Everything from the line containing "In this exercise you will indicate the woman standing" through the last line of the records below should be printed exactly, please, and nothing else.

• • •

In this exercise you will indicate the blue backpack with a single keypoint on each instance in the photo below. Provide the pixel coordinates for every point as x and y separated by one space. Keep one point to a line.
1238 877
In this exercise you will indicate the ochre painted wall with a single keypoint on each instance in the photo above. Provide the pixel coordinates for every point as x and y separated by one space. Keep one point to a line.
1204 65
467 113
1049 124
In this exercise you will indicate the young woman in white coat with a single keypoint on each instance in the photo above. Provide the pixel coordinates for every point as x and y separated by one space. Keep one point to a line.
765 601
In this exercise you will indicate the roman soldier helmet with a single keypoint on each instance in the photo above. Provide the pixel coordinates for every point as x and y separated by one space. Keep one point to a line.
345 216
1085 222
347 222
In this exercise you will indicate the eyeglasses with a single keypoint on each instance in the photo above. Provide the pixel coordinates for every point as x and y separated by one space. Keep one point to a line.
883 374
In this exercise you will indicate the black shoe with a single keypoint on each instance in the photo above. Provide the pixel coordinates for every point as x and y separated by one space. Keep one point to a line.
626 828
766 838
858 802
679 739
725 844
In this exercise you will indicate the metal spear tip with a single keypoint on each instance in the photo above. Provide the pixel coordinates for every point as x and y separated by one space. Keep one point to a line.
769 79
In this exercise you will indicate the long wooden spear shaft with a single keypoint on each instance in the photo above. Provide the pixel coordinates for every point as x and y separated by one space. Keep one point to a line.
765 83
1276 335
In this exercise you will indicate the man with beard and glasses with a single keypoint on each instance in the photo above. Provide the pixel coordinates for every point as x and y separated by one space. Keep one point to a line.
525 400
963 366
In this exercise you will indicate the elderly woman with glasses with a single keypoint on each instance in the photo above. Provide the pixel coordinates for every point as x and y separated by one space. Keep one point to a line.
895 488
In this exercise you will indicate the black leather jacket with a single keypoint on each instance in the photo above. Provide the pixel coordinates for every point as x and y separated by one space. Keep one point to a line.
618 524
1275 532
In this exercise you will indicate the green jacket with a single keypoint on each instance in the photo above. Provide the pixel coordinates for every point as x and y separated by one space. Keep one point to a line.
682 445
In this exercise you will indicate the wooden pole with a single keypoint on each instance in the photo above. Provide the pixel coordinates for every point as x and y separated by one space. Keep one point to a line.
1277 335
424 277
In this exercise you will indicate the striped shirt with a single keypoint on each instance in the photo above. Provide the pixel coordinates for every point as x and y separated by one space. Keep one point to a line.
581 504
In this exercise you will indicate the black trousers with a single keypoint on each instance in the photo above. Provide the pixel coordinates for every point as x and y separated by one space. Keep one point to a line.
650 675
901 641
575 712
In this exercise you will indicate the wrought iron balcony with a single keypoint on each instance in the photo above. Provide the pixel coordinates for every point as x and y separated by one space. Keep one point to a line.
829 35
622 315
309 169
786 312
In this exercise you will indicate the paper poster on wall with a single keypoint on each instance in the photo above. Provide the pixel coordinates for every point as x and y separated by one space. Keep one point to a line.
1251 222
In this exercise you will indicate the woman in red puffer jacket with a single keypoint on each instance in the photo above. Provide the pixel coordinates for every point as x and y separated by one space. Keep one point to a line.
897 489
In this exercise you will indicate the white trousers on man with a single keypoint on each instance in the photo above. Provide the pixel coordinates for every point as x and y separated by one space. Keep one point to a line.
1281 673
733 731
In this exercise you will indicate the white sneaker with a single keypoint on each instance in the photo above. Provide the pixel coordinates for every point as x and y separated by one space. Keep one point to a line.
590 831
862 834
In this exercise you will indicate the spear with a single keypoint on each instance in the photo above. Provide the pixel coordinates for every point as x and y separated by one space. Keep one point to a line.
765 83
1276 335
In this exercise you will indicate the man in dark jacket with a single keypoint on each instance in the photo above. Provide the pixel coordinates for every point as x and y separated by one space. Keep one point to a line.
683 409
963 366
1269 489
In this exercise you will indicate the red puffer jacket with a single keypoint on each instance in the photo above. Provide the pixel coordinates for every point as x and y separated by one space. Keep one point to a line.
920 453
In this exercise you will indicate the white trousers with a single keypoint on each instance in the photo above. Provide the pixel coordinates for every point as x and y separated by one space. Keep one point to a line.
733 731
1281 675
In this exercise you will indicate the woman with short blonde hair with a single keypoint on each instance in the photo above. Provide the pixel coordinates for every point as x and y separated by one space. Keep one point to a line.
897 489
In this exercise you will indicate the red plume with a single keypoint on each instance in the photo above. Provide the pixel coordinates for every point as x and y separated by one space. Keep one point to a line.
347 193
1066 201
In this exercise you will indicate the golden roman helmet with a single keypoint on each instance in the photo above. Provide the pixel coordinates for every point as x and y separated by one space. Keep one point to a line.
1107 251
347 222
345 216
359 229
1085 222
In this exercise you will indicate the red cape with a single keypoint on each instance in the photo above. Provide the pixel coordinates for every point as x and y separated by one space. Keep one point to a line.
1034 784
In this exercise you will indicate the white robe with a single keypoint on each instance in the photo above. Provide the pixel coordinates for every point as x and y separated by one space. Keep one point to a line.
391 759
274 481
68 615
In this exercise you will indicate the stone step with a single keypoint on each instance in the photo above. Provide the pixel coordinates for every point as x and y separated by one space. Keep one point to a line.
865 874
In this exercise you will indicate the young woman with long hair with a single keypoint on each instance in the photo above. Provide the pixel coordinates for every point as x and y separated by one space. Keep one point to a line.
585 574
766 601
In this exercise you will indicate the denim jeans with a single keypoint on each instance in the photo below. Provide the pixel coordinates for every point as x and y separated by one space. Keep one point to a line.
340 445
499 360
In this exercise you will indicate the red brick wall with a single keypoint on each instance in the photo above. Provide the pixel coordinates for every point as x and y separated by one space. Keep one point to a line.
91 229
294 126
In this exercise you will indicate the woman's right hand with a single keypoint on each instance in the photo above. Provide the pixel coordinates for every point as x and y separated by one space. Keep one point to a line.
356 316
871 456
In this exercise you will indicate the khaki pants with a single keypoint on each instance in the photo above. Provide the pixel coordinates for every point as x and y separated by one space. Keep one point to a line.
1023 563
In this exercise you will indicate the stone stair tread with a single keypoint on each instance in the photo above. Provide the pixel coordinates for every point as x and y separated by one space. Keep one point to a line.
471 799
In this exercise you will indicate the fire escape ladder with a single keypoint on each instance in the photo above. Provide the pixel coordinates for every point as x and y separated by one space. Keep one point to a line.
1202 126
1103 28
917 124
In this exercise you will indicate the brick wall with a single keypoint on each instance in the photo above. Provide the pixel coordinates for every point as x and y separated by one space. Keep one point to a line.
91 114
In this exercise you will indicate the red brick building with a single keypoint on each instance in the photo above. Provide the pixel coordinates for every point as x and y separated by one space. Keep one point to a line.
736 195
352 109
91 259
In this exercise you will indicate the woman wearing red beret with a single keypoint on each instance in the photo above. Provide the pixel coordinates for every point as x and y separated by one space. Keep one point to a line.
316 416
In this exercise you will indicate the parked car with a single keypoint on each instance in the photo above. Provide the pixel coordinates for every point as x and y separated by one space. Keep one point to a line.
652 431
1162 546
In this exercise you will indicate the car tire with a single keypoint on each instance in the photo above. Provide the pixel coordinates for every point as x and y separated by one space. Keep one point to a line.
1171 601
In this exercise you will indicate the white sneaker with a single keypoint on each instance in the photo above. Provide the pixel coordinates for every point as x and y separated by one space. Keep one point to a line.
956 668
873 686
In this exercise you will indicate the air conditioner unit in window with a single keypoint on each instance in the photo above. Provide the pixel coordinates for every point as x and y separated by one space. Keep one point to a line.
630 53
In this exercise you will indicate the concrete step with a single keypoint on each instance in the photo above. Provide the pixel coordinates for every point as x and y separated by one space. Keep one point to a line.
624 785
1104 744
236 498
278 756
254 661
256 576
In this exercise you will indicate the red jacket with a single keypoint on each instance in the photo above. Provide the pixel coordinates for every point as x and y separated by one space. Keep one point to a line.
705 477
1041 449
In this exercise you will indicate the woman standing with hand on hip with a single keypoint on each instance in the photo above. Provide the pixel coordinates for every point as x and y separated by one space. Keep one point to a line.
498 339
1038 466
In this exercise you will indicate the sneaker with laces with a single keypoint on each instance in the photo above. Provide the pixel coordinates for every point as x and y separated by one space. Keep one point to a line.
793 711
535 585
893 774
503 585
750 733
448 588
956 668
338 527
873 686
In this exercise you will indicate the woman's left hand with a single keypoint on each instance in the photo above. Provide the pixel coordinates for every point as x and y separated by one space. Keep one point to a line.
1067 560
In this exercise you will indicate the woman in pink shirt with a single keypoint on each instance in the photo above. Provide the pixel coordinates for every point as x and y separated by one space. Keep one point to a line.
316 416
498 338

• • •

**RESULT:**
In this exercise you will indicate the woman standing with hand on hip with a single keypoint on each instance in the photo above. Provide the pixel coordinates for every point as x and y separated by one space. Keep one point to a line.
498 339
1038 466
In this exercise you will indicate the sneaker with laces with a single keypoint on each instance in the photo above. Provide the pixel coordinates for every point as x and y separated by one space. Keep one point to a line.
793 711
535 585
893 774
503 585
750 733
448 588
956 668
338 527
873 686
In this exercise you will indicate the woman's left hand with a single keypoint on each instance in the photo above. Provide the pixel coordinates for every point as x and y separated by one space. Keep one point to a line.
1067 560
In this exercise you will indicate the woman in pink shirt with a single keypoint on each instance in the photo above. Provide the pixel coordinates for every point as x and y separated by one space. Keep one point to a line.
316 416
498 338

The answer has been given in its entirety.